*** Records for the exercise ***

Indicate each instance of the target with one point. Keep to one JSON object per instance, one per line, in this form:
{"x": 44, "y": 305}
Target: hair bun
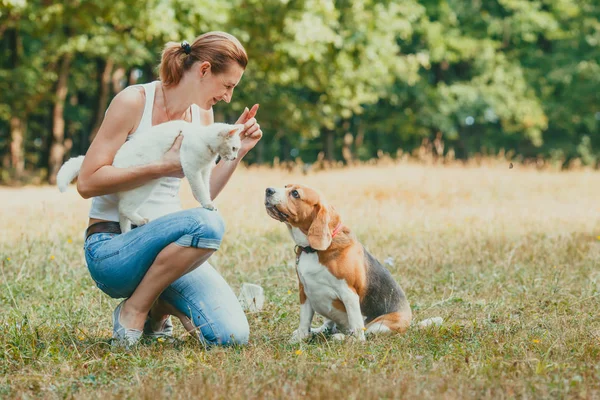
{"x": 186, "y": 47}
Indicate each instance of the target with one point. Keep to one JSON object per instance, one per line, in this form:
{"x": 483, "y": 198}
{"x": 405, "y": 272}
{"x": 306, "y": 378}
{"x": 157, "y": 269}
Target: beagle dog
{"x": 338, "y": 277}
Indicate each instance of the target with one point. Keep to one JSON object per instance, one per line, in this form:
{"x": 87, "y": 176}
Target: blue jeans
{"x": 118, "y": 262}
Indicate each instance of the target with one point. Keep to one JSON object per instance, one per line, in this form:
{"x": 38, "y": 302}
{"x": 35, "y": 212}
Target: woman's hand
{"x": 171, "y": 163}
{"x": 251, "y": 133}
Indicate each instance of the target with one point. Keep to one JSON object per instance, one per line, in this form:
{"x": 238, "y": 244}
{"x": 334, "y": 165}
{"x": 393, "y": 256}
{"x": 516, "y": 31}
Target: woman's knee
{"x": 204, "y": 229}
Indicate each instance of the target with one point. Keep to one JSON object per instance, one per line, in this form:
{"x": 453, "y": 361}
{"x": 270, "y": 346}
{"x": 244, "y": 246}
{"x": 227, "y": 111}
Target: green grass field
{"x": 508, "y": 257}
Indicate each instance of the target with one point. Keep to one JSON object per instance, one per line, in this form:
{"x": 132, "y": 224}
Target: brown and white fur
{"x": 341, "y": 280}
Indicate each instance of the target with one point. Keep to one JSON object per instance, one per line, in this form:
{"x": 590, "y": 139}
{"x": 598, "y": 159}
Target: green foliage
{"x": 509, "y": 74}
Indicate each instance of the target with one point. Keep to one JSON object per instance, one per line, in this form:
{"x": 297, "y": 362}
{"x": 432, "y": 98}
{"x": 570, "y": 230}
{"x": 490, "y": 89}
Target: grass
{"x": 508, "y": 257}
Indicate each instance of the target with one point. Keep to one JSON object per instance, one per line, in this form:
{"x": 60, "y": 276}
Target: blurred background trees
{"x": 348, "y": 79}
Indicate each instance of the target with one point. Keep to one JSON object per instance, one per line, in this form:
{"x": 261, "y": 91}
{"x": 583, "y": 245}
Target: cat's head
{"x": 229, "y": 141}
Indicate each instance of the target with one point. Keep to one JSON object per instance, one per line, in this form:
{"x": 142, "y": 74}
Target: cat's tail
{"x": 68, "y": 172}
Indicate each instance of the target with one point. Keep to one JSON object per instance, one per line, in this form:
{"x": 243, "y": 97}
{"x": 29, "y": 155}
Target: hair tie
{"x": 186, "y": 47}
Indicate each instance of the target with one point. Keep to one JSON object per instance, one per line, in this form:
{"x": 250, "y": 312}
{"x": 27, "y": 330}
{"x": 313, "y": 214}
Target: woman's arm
{"x": 97, "y": 175}
{"x": 224, "y": 169}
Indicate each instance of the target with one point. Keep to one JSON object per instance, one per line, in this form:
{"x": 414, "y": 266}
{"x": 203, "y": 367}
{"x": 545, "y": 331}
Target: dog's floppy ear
{"x": 319, "y": 236}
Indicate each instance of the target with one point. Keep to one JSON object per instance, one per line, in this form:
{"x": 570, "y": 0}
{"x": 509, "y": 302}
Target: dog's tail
{"x": 68, "y": 172}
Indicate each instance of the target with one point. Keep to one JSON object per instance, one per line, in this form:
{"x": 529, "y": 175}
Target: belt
{"x": 104, "y": 227}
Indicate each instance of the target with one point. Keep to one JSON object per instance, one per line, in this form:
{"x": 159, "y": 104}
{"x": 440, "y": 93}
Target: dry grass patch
{"x": 509, "y": 259}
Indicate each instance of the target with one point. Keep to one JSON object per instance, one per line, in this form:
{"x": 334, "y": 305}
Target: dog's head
{"x": 303, "y": 208}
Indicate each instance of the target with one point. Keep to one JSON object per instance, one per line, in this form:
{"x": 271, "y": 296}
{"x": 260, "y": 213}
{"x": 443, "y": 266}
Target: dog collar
{"x": 308, "y": 249}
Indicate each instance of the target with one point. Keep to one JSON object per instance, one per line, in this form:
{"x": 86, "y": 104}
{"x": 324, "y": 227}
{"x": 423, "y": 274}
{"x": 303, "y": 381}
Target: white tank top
{"x": 165, "y": 197}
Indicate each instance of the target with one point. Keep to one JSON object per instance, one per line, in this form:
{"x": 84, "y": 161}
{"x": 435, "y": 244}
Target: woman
{"x": 161, "y": 268}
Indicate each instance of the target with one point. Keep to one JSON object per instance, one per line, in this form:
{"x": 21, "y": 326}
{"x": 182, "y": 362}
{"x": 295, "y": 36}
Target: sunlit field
{"x": 509, "y": 258}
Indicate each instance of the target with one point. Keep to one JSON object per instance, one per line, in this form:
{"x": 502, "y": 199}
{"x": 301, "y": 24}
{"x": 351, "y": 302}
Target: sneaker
{"x": 124, "y": 337}
{"x": 165, "y": 332}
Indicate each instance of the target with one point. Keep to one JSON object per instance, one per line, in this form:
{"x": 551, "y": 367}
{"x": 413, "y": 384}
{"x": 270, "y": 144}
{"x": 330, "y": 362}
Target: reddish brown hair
{"x": 220, "y": 49}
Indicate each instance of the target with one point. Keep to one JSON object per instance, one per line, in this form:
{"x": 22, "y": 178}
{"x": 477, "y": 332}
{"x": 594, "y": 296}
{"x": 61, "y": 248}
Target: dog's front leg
{"x": 306, "y": 315}
{"x": 356, "y": 323}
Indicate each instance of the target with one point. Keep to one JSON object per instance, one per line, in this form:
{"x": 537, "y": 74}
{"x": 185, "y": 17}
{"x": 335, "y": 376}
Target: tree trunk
{"x": 260, "y": 152}
{"x": 117, "y": 75}
{"x": 17, "y": 162}
{"x": 104, "y": 86}
{"x": 330, "y": 145}
{"x": 57, "y": 150}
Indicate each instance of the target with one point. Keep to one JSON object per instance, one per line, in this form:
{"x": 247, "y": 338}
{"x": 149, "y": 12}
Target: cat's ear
{"x": 236, "y": 129}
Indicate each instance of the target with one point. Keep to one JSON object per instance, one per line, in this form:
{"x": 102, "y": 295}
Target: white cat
{"x": 199, "y": 149}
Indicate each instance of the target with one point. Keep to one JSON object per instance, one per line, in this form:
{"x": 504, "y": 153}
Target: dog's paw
{"x": 338, "y": 337}
{"x": 298, "y": 336}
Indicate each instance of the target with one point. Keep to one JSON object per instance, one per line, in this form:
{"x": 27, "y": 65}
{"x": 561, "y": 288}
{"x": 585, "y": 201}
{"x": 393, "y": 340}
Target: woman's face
{"x": 217, "y": 87}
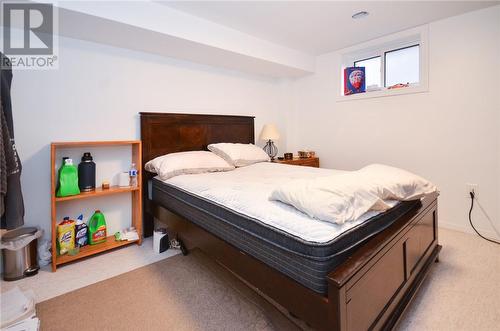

*** End of Records for the exercise ***

* What you are asked to do: Reproduce the entries above without change, omitting all pictures.

* Output of the exercise:
Indicate each instance of the target with one point. Keep to one JSON object per instance, one per line, in this form:
{"x": 44, "y": 305}
Target: hair bun
{"x": 186, "y": 47}
Indicate each instance of the target with one point. Keep to one JSON object per instance, one per line, in this form:
{"x": 483, "y": 198}
{"x": 405, "y": 272}
{"x": 306, "y": 378}
{"x": 157, "y": 269}
Target: beagle dog
{"x": 338, "y": 277}
Indicate each instance of the target with one point. Keep to one JSON object per instance, one per line, in this form:
{"x": 87, "y": 176}
Target: blue jeans
{"x": 118, "y": 262}
Indicate each instance of the target with one point. Keep to one JSON object per instance, one per line, in this form:
{"x": 38, "y": 302}
{"x": 35, "y": 212}
Target: woman's hand
{"x": 171, "y": 163}
{"x": 251, "y": 133}
Indicate each instance of the target with one point. Keep to one JSON object per instance, one per line, in this form:
{"x": 238, "y": 244}
{"x": 334, "y": 165}
{"x": 393, "y": 256}
{"x": 516, "y": 31}
Target: woman's knee
{"x": 204, "y": 229}
Indicate each instance of the target with one point. Keep to one JSON object per instance, one per line, in this form:
{"x": 453, "y": 361}
{"x": 270, "y": 346}
{"x": 244, "y": 246}
{"x": 227, "y": 111}
Target: green grass field
{"x": 508, "y": 257}
Indicate each instance of the target with one point. Keep to one JSON object per instance, one per line, in this form:
{"x": 132, "y": 224}
Target: brown and white fur
{"x": 341, "y": 280}
Indicate each instance of the target with one point. Keep to one JSON object per instance, one per line, in this form:
{"x": 590, "y": 139}
{"x": 598, "y": 159}
Target: green foliage
{"x": 509, "y": 74}
Indicate each instance of the target with one point. Keep to one JSON object per instance, one per line, in this form:
{"x": 297, "y": 362}
{"x": 432, "y": 98}
{"x": 570, "y": 230}
{"x": 490, "y": 89}
Target: grass
{"x": 508, "y": 257}
Indicate each instance of the target with one point. Keep to one JSON object per instance, one per line, in this form:
{"x": 60, "y": 276}
Target: blurred background trees
{"x": 348, "y": 79}
Indicate each instance of the target with one point. Keep to one JSON object per instance, one per line, in this form:
{"x": 261, "y": 91}
{"x": 583, "y": 245}
Target: cat's head
{"x": 229, "y": 141}
Indicate each instance of the target with one point. Keep to one JSON object per instance, one per line, in this form:
{"x": 142, "y": 74}
Target: cat's tail
{"x": 68, "y": 172}
Indicate each instance of the target with one point. Keep to one JSON object per instance, one per line, in this form:
{"x": 243, "y": 97}
{"x": 29, "y": 155}
Target: hair tie
{"x": 186, "y": 47}
Indicate each instance of the target with one point. Keep to one JSON object per instance, one per line, in this form:
{"x": 250, "y": 312}
{"x": 27, "y": 330}
{"x": 313, "y": 214}
Target: woman's arm
{"x": 97, "y": 175}
{"x": 224, "y": 169}
Indicate each instance of the target with one point. Keep to one JSON object per instance, one per line, in this form:
{"x": 414, "y": 266}
{"x": 203, "y": 367}
{"x": 545, "y": 331}
Target: dog's floppy ear
{"x": 319, "y": 236}
Indicate each instance of the target with one point. Keep to one JSON object per instance, one per line, in this form:
{"x": 570, "y": 0}
{"x": 509, "y": 302}
Target: dog's tail
{"x": 68, "y": 172}
Indicate each instance of the target with one point. Keep to one JSON object per instance, one per line, in this form:
{"x": 529, "y": 175}
Target: belt
{"x": 104, "y": 227}
Indicate each instance of the target with one point. Keep to one JSON object per instance, one per line, in this form:
{"x": 159, "y": 104}
{"x": 440, "y": 93}
Target: dry grass patch
{"x": 509, "y": 259}
Indicate each instance of the target with one point. Keep to one JSON object per instance, one per line, in this form:
{"x": 334, "y": 305}
Target: dog's head
{"x": 303, "y": 208}
Indicate each instance of the target with one point. Keep to one JSON object per instance, one per line, in this form:
{"x": 271, "y": 296}
{"x": 260, "y": 213}
{"x": 443, "y": 266}
Target: dog collar
{"x": 308, "y": 249}
Indicate each instance of the target with one point. Keep to one JSON object per instance, one per line, in this form:
{"x": 86, "y": 104}
{"x": 324, "y": 227}
{"x": 423, "y": 274}
{"x": 303, "y": 381}
Target: white tank top
{"x": 165, "y": 197}
Indicate each instance of the target with one point. Keep to one JSON object per instance, one per line, in this form:
{"x": 84, "y": 161}
{"x": 435, "y": 244}
Target: woman
{"x": 161, "y": 268}
Indicate each instance of the target with one point. Keep to one JSON object per instance, one per line, in this form:
{"x": 21, "y": 326}
{"x": 182, "y": 362}
{"x": 295, "y": 36}
Target: sunlit field
{"x": 509, "y": 258}
Indicate each instance of the target with one point. Keep to one JSON object per instance, one per line, in this form:
{"x": 502, "y": 199}
{"x": 301, "y": 24}
{"x": 351, "y": 302}
Target: sneaker
{"x": 124, "y": 337}
{"x": 165, "y": 332}
Indicate each instance of the target with one point. Keep to one JSON object per instance, one per line, in this form:
{"x": 551, "y": 367}
{"x": 413, "y": 384}
{"x": 270, "y": 144}
{"x": 330, "y": 362}
Target: reddish brown hair
{"x": 220, "y": 49}
Indicate each instance of the target with one point. Keep to one JSON object per instance, one per line, in this form:
{"x": 22, "y": 178}
{"x": 477, "y": 332}
{"x": 594, "y": 296}
{"x": 61, "y": 248}
Target: dog's front leg
{"x": 306, "y": 315}
{"x": 356, "y": 323}
Indicate each instance of the target with one point. Keep to one JSON object per instance, one per line, in this form:
{"x": 537, "y": 74}
{"x": 185, "y": 17}
{"x": 335, "y": 376}
Target: tree trunk
{"x": 260, "y": 152}
{"x": 117, "y": 75}
{"x": 17, "y": 162}
{"x": 104, "y": 86}
{"x": 330, "y": 145}
{"x": 57, "y": 150}
Indicate each instance of the target with one point. Keep to one JSON object per instance, one per line, in this form:
{"x": 247, "y": 338}
{"x": 149, "y": 12}
Target: cat's ear
{"x": 236, "y": 129}
Indicate each instance of the target with one point. Keep to one JSON object per instance, one per line, in this form:
{"x": 102, "y": 295}
Target: white cat
{"x": 199, "y": 149}
Indicate each instance of the target with one point. Keep to one JSON object per instance, one per line, in this form:
{"x": 504, "y": 153}
Target: dog's paw
{"x": 338, "y": 337}
{"x": 298, "y": 336}
Indicate each instance of the target with one point. Keep to one JSON object per instance, one per line, in this form:
{"x": 27, "y": 65}
{"x": 561, "y": 288}
{"x": 585, "y": 201}
{"x": 393, "y": 340}
Target: woman's face
{"x": 217, "y": 87}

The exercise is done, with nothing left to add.